Passage présenté:
»»

Pour la dirigeante, ce recrutement s’inscrit dans une dynamique de redéfinition de son projet d’entreprise : « Il y a un an et demi, j’avais constamment le nez dans le guidon, confie-t-elle. Je frisais le burn-out. » Avec la CGPME, la jeune femme a alors rencontré d’autres dirigeants. Elle a suivi des formations, en management et en développement personnel. « Je me suis octroyée le temps de sortir de l’entreprise pour faire le point, ajoute-t-elle. Et ce temps-là m’a redonné de l’énergie. » Résultat : dans un contexte de refonte de sa production, la chef d’entreprise a pris du recul et associe désormais davantage ses salariés à la définition des nouvelles gammes. Et elle combine étroitement création et management.

««

[Données d'expressions référentielles]
»»

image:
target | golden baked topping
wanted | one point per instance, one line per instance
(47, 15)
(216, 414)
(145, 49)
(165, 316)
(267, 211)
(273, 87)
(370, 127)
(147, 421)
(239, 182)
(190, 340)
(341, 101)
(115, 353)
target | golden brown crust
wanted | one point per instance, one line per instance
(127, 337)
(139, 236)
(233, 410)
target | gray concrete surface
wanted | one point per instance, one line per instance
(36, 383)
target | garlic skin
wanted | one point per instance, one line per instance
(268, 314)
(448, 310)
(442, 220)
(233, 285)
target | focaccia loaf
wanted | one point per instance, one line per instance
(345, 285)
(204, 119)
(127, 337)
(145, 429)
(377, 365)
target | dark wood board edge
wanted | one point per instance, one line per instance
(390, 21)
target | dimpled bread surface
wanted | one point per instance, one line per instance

««

Exercices à réaliser:
A: Traduisez en anglais cette phrase du passage sur la dirigeante d'entreprise : « Elle a suivi des formations, en management et en développement personnel. »
B: Reprenez le passage sur la dirigeante d'entreprise et prolongez-le à partir de sa dernière phrase.

Corrigé de l'exercice:
A: She took training courses in management and personal development.

B:
Pour Claude Cazalot, « il est vital d’adopter un management plus participatif, de fixer des objectifs, plutôt que de mâcher le travail à chacun. Et il faut rencontrer ses pairs, faire confiance, plutôt que d’avoir peur ». Pour l’ancien chef d’entreprise, « le pire risque est de s’isoler ». Le temps qui manque ? C’est un faux débat selon Jean-Marc Morelle, vice-président d’Egee*, une association d’ex-dirigeants ou de cadres supérieurs à la retraite qui aident des créateurs d’entreprise : « Prendre une demi-journée de temps en temps, créer des effets de réseau, c’est vital. Le patron de TPE n’est pas protégé comme les cadres dans les groupes. Il est tout le temps en première ligne et sans courroie de transmission. »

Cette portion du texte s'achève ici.